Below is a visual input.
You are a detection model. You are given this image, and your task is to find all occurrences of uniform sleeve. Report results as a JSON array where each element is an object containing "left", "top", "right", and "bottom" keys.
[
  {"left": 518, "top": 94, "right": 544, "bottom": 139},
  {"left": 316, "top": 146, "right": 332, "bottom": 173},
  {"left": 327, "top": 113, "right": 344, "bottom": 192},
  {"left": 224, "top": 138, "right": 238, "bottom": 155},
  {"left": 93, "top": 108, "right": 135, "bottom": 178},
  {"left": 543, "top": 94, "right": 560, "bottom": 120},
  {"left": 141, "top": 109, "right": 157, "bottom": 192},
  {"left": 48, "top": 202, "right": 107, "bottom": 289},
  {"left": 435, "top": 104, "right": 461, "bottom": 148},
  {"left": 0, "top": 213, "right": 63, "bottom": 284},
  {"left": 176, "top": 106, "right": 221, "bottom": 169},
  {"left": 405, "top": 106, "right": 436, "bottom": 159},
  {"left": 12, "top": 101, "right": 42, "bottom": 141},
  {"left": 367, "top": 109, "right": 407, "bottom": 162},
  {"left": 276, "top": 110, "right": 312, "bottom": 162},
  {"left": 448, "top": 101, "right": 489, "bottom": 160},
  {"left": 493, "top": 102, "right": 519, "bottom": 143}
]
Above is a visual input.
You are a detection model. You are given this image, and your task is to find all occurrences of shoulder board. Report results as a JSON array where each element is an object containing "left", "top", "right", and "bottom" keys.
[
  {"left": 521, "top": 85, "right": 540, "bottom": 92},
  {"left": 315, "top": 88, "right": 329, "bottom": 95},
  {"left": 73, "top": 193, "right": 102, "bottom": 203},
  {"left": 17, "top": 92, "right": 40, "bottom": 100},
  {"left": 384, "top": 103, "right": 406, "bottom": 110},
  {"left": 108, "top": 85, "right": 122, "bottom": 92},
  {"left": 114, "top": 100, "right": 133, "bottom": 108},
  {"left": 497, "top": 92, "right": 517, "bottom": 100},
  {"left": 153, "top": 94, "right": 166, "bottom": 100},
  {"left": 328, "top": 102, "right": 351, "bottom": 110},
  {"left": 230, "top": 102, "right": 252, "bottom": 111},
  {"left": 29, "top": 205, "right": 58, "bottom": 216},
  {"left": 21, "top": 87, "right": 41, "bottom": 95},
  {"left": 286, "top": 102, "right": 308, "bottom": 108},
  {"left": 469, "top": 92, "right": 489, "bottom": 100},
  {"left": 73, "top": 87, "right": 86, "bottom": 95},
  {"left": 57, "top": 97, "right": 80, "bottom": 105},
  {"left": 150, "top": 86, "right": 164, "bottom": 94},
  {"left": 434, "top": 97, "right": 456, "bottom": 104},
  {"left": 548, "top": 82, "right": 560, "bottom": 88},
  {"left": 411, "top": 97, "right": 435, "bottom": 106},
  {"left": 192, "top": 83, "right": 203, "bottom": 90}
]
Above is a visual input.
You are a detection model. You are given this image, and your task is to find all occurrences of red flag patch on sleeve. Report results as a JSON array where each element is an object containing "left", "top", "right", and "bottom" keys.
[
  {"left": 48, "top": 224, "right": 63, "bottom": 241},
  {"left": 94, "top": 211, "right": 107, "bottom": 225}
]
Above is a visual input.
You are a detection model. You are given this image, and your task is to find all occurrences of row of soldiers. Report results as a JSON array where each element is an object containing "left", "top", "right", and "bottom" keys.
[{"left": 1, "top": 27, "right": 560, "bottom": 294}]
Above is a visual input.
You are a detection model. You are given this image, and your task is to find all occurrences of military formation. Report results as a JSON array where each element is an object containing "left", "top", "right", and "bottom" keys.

Problem to solve
Repeat the listing above in full.

Output of the task
Below is a visual input.
You are a detection model. You are given this image, and your task is to find all occurrences of uniform sleeve. Report results as a JSON array where each element is an object containing "left", "top", "right", and "bottom" keys.
[
  {"left": 518, "top": 94, "right": 544, "bottom": 139},
  {"left": 316, "top": 146, "right": 332, "bottom": 173},
  {"left": 327, "top": 113, "right": 344, "bottom": 192},
  {"left": 224, "top": 138, "right": 238, "bottom": 155},
  {"left": 93, "top": 108, "right": 135, "bottom": 178},
  {"left": 543, "top": 94, "right": 560, "bottom": 120},
  {"left": 141, "top": 109, "right": 157, "bottom": 192},
  {"left": 48, "top": 202, "right": 107, "bottom": 289},
  {"left": 435, "top": 104, "right": 461, "bottom": 148},
  {"left": 0, "top": 213, "right": 63, "bottom": 284},
  {"left": 176, "top": 106, "right": 221, "bottom": 169},
  {"left": 405, "top": 106, "right": 436, "bottom": 159},
  {"left": 12, "top": 101, "right": 42, "bottom": 141},
  {"left": 367, "top": 109, "right": 407, "bottom": 162},
  {"left": 276, "top": 110, "right": 312, "bottom": 162},
  {"left": 448, "top": 101, "right": 489, "bottom": 160},
  {"left": 493, "top": 102, "right": 519, "bottom": 143}
]
Above is a visual input.
You are a detection model. You are given this image, and your task is to find all occurrences of shoulder board. Report results as a JSON array where each element is an object containing "left", "top", "right", and "bottom" keys.
[
  {"left": 521, "top": 85, "right": 540, "bottom": 92},
  {"left": 315, "top": 88, "right": 329, "bottom": 95},
  {"left": 73, "top": 193, "right": 102, "bottom": 203},
  {"left": 17, "top": 92, "right": 40, "bottom": 100},
  {"left": 384, "top": 103, "right": 406, "bottom": 110},
  {"left": 108, "top": 85, "right": 122, "bottom": 92},
  {"left": 114, "top": 100, "right": 133, "bottom": 108},
  {"left": 497, "top": 92, "right": 517, "bottom": 100},
  {"left": 153, "top": 94, "right": 166, "bottom": 100},
  {"left": 328, "top": 102, "right": 351, "bottom": 110},
  {"left": 230, "top": 102, "right": 252, "bottom": 111},
  {"left": 29, "top": 205, "right": 58, "bottom": 216},
  {"left": 21, "top": 87, "right": 41, "bottom": 95},
  {"left": 286, "top": 102, "right": 308, "bottom": 108},
  {"left": 469, "top": 92, "right": 489, "bottom": 100},
  {"left": 73, "top": 87, "right": 86, "bottom": 95},
  {"left": 57, "top": 97, "right": 80, "bottom": 105},
  {"left": 150, "top": 86, "right": 164, "bottom": 94},
  {"left": 434, "top": 97, "right": 456, "bottom": 104},
  {"left": 548, "top": 82, "right": 560, "bottom": 88},
  {"left": 411, "top": 97, "right": 435, "bottom": 106},
  {"left": 192, "top": 83, "right": 203, "bottom": 90}
]
Above is a visual input.
You are a detection model. You are given this image, and your task is to find all occurrences of red flag patch on sleeve. Report results as a JSON array where each element is an object containing "left", "top", "right", and "bottom" keys.
[
  {"left": 48, "top": 224, "right": 63, "bottom": 241},
  {"left": 94, "top": 211, "right": 107, "bottom": 225}
]
Above is a visual input.
You are a detection model. You are given this image, and your task is to find all occurrences of row of soldiers. Report results as a JSON array where each element is an object containing "left", "top", "right", and "bottom" keys.
[{"left": 1, "top": 27, "right": 560, "bottom": 294}]
Above is a visual input.
You are a detection model. You are given this image, and your task is to find all occurrences of military formation. Report results as a JSON array where each element is an object containing "left", "top", "right", and "bottom" keys.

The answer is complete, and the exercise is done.